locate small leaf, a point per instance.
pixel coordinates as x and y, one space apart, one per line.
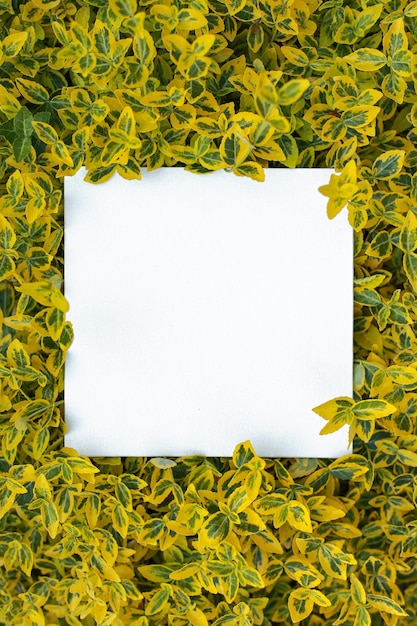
388 165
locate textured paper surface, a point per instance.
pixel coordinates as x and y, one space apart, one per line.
207 310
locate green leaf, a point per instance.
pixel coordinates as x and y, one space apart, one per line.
300 604
410 267
215 529
292 91
159 601
366 59
380 246
45 132
32 91
350 467
408 236
299 516
373 409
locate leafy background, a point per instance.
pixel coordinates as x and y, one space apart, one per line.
117 85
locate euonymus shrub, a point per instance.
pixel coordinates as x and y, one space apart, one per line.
118 85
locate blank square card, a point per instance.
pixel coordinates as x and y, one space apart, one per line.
207 310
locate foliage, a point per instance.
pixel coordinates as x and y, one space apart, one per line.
118 85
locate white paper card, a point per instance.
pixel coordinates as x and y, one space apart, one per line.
207 310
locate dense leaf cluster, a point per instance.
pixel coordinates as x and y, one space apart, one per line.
118 85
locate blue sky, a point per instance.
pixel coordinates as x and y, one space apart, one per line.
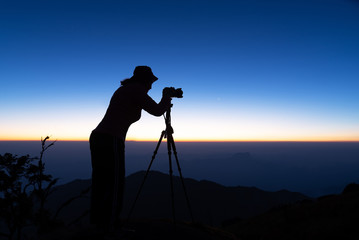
250 70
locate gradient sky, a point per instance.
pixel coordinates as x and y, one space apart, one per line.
250 70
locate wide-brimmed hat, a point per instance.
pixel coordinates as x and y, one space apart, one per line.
144 73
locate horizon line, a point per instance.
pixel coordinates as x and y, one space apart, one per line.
181 140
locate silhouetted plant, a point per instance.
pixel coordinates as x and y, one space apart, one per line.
42 185
24 190
16 206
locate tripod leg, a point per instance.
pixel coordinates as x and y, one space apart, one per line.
172 142
144 179
171 180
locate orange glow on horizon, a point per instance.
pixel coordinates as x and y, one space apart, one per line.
318 139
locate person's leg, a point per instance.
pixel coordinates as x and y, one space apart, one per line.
102 159
119 184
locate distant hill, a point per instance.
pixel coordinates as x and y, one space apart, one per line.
328 217
211 203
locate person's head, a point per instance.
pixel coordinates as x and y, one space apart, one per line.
142 75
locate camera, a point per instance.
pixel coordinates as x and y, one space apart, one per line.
173 92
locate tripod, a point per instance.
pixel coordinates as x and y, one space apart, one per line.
167 133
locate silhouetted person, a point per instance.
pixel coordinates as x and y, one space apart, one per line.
107 144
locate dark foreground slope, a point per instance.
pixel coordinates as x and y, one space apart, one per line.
211 203
328 217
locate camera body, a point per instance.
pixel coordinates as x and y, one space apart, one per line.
173 92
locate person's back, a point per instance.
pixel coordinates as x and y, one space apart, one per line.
107 143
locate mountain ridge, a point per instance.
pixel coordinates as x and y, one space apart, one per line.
211 203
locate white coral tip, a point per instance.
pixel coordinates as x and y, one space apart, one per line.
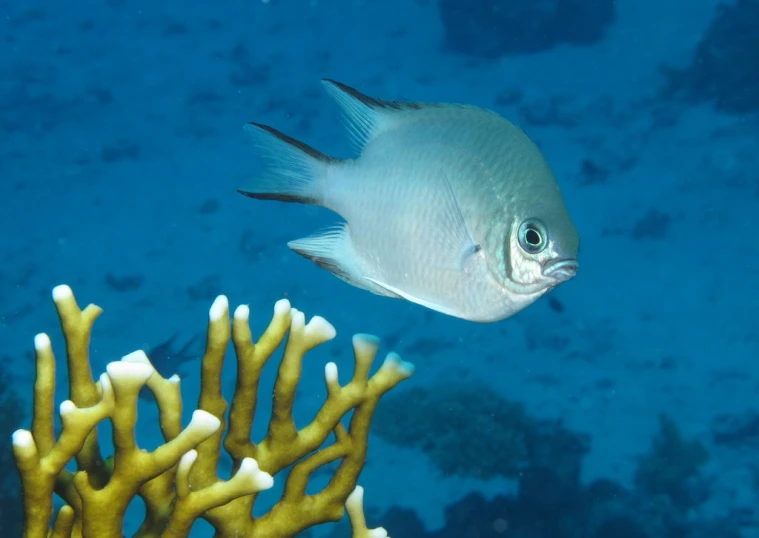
330 373
131 373
66 408
356 498
137 357
219 308
320 328
282 307
62 292
260 480
42 342
205 422
22 439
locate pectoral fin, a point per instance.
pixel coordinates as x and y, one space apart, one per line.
418 300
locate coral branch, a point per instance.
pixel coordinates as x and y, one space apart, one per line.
178 480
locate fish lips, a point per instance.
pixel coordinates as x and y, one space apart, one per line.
561 269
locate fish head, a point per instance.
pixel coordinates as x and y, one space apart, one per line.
541 253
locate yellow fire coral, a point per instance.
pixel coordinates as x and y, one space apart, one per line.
178 481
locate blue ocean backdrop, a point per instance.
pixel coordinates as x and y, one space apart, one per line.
625 403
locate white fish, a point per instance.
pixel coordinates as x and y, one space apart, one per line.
449 206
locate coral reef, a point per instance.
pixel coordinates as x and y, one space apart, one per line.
724 68
11 416
458 426
671 465
551 500
492 28
178 481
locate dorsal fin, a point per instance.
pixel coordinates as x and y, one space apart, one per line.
366 116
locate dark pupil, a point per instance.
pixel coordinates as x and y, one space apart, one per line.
532 237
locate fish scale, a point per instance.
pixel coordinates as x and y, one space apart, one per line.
448 206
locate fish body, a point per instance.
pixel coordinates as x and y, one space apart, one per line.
448 206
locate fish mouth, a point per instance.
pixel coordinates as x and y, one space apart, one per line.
562 270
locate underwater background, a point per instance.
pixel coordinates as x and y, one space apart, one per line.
623 404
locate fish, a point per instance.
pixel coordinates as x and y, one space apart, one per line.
449 206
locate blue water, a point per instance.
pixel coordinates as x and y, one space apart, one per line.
121 149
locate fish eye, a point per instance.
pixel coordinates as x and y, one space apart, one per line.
533 237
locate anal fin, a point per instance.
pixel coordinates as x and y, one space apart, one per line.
414 299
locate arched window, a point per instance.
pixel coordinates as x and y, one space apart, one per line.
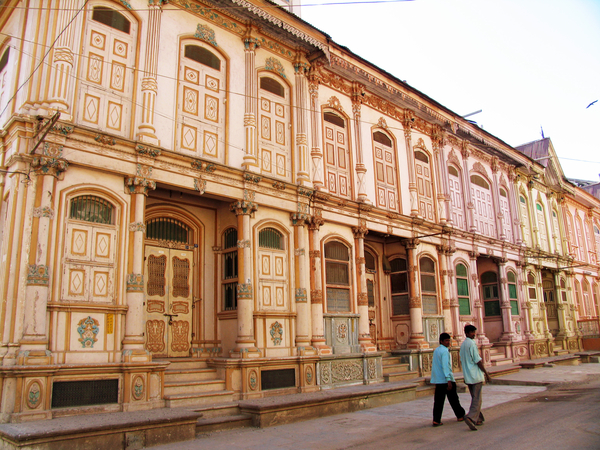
275 122
511 278
428 286
108 54
457 198
506 217
337 276
399 281
424 185
525 224
491 300
484 209
386 178
462 288
541 220
337 155
201 100
230 269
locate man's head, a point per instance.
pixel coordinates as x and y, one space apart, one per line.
470 331
445 339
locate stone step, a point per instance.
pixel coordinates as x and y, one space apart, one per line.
399 376
185 387
198 400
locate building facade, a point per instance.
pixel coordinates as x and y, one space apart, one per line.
220 183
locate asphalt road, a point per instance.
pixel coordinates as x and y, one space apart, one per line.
565 416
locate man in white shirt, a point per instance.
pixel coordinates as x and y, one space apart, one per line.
474 373
445 384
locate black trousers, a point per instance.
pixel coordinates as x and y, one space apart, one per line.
441 390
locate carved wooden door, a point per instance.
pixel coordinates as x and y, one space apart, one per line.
168 301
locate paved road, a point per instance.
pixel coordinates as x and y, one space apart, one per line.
564 416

[PROBLEM] Show the lines of the records above that mention "paper".

[WRITTEN REPLY]
locate textured paper surface, a point per instance.
locate white paper card, a point per instance.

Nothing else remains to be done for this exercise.